Text under study:
--------

American poet and performance artist (1936–2019)

John Giorno (December 4, 1936 – October 11, 2019) was an American poet, performance artist, multimedia artist, and activist. A leading figure in the New York avant-garde, he was known for expanding the possibilities of poetry through sound, performance, recordings, telecommunications, and visual art. In 1965, he founded Giorno Poetry Systems, a nonprofit organization dedicated to promoting poetry through innovative media, and in 1969 launched Dial-A-Poem, a telephone-based poetry project that brought contemporary poetry to a mass audience.

Giorno was associated with artists and writers including Andy Warhol, Robert Rauschenberg, Jasper Johns, William S. Burroughs, Allen Ginsberg, and Brion Gysin. He was Warhol's lover and appeared in the artist's early experimental films, including Sleep (1964). His own work evolved from found-text poetry influenced by Pop art and cut-up techniques into a distinctive style characterized by repetition and spoken-word performance.

A practicing Tibetan Buddhist for nearly five decades, Giorno integrated Buddhist philosophy into his poetry and artistic practice. In 1984, he founded the AIDS Treatment Project through Giorno Poetry Systems to provide direct financial assistance to people living with AIDS. His work has been exhibited internationally and is regarded as influential in the development of performance poetry and multimedia art.

--------

Extracted records:

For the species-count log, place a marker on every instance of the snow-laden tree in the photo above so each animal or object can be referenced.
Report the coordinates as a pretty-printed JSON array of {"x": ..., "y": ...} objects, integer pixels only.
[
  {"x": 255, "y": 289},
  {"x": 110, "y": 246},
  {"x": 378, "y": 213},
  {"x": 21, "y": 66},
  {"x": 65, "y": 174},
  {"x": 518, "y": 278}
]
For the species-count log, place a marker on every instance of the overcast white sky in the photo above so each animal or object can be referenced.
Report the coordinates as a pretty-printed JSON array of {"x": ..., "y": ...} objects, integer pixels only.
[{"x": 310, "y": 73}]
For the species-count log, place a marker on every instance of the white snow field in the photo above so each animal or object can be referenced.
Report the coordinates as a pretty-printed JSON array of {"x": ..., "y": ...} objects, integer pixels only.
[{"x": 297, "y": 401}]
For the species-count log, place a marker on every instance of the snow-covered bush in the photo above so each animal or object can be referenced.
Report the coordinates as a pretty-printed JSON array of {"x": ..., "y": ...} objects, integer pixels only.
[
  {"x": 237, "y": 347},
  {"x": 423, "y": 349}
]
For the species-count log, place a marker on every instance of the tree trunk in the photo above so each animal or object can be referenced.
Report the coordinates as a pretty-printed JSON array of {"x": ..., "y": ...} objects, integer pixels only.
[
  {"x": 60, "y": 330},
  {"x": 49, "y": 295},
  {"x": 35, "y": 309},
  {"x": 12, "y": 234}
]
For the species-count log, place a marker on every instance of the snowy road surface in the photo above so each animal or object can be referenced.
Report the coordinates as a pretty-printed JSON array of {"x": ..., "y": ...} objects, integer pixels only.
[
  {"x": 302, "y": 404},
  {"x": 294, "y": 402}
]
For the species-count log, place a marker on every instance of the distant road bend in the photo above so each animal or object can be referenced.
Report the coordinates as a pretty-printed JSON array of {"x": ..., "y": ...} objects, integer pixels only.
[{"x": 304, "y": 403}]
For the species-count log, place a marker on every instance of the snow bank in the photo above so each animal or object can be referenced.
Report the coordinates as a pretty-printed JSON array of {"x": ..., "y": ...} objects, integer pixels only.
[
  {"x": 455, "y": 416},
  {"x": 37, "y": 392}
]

--------

Problems and tasks:
A) In the text about John Giorno, what is stated on each point below?
(i) In what year did he found Giorno Poetry Systems?
(ii) What was Dial-A-Poem?
(iii) What did the AIDS Treatment Project provide?
B) Could you go on with the text about John Giorno, picking up after its final sentence?
None of the data is needed for what comes next.

Answers for the tasks:
A)
(i) 1965
(ii) A telephone-based poetry project, launched in 1969, that brought contemporary poetry to a mass audience
(iii) Direct financial assistance to people living with AIDS

B)
==Early life and education==
John Giorno was born on December 4, 1936, in New York City, the only child of Amadeo and Nancy (Garbarino) Giorno. He was raised in Brooklyn and Roslyn Heights, Long Island. His father owned a clothing manufacturing company, while his mother was a fashion designer.

Giorno attended James Madison High School in Brooklyn, where he developed an interest in literature through his English teachers. He later studied at Columbia University and graduated in 1958. At Columbia, he was a resident of Livingston Hall and classmates with physicist Hans Christian von Baeyer. After college he briefly worked as a stockbroker before becoming involved with New York's emerging artistic and literary communities.

==Career==

=== Early artistic career and affairs ===
During the early 1960s, Giorno became acquainted with artists and writers including Ted Berrigan, Jonas Mekas, Robert Rauschenberg, Jasper Johns, and Andy Warhol. In October 1962, Giorno met Warhol during the artist's New York solo exhibition at the Stable Gallery. Warhol featured Giorno in his experimental films John Washing (1963), a 4½-minute short, and the Sleep (1964), which depicts Giorno sleeping for more than five hours. Inspired by Warhol, Rauschenberg, and Johns, Giorno began incorporating techniques of appropriation and found text into his poetry. This culminated in The American Book of the Dead (1964), portions of which were later published in his first poetry collection, Poems (1967), which featured cover art by Rauschenberg.

In 1965, Giorno also met writer William S. Burroughs and artist Brion Gysin. Their experiments with cut-up and montage techniques profoundly influenced his work, and through Gysin he produced his first audio poems, "Subway Sound," which was presented at the Paris Museum of Modern Art Biennale in 1965. Giorno celebrated queer identity throughout his writing such as "Pornographic Poem" (1965).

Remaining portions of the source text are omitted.